L’ensemble de modules d’information est complètement automatisé sans
possibilité d’intervention de la part des responsables du portail par exemple
sur les fils d’information en provenance des agences. Une illustration, quelque
peu anecdotique, de cette configuration est l’arrestation de Xavier Niel en
2004. Le fondateur de Free a été placé en détention provisoire pour
proxénétisme et recel d’abus de biens sociaux en juin 2004 pour une période
d’un mois. Le jour de son arrestation l’action du groupe a perdu 10% de sa
valeur[4]. Or, la
nouvelle figurait en première place sur la page d’accueil de free.fr, mise en avant par le fil
automatique de Reuters, ce qui démontre l’absence de volonté, ou l’incapacité,
de la part des responsables du portail d’intervenir sur le flux d’information
qui y est diffusé. Cependant, le choix de Free de se concentrer sur son métier
d’origine semble être progressivement adopté par la majorité de fournisseurs
d’accès ce qui donne raison à la stratégie mise en place par ses responsables.

**EXERCICE PROPOSÉ**. D'après le texte choisi, pourquoi la nouvelle de l'arrestation de Xavier Niel occupait-elle la première place sur la page d'accueil de free.fr ? Répondez en une à trois phrases. Seul le texte choisi sert de source.

**MATÉRIEL FOURNI**.
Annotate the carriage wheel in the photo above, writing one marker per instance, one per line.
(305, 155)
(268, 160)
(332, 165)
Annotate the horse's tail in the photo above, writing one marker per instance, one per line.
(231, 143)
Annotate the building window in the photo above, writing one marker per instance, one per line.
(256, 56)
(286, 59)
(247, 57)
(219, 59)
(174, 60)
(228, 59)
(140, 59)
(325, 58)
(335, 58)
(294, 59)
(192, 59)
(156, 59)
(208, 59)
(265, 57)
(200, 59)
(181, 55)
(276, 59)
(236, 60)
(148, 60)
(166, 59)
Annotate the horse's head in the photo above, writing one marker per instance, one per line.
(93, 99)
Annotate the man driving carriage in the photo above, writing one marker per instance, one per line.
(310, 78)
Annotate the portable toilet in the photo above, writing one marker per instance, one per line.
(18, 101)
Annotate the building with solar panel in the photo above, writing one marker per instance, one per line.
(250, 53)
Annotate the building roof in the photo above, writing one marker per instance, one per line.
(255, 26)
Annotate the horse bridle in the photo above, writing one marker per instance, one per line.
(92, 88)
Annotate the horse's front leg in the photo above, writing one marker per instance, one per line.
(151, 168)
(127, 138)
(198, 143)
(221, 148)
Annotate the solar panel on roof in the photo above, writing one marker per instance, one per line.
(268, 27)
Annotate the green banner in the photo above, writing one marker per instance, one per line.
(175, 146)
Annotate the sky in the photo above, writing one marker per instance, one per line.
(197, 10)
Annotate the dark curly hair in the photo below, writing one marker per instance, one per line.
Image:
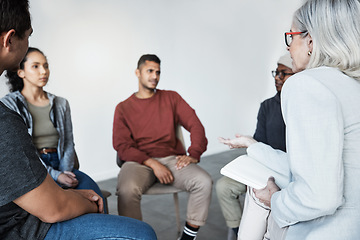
(14, 14)
(15, 82)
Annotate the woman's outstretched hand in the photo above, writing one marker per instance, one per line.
(240, 141)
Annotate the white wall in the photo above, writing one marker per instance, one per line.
(217, 54)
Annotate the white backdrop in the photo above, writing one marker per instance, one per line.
(217, 54)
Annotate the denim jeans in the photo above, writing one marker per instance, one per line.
(101, 226)
(85, 182)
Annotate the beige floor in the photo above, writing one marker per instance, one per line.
(159, 212)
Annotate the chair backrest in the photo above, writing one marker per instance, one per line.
(179, 135)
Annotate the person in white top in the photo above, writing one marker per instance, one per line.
(320, 106)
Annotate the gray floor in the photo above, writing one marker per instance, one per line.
(159, 212)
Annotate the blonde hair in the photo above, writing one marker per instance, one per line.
(334, 26)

**TÂCHE ACCOMPLIE**. Les modules d'information du portail sont entièrement automatisés, et les responsables ne peuvent pas intervenir sur les fils venant des agences. La nouvelle a donc été mise en avant par le fil automatique de Reuters. Les responsables n'ont pas voulu ou pas pu modifier ce flux.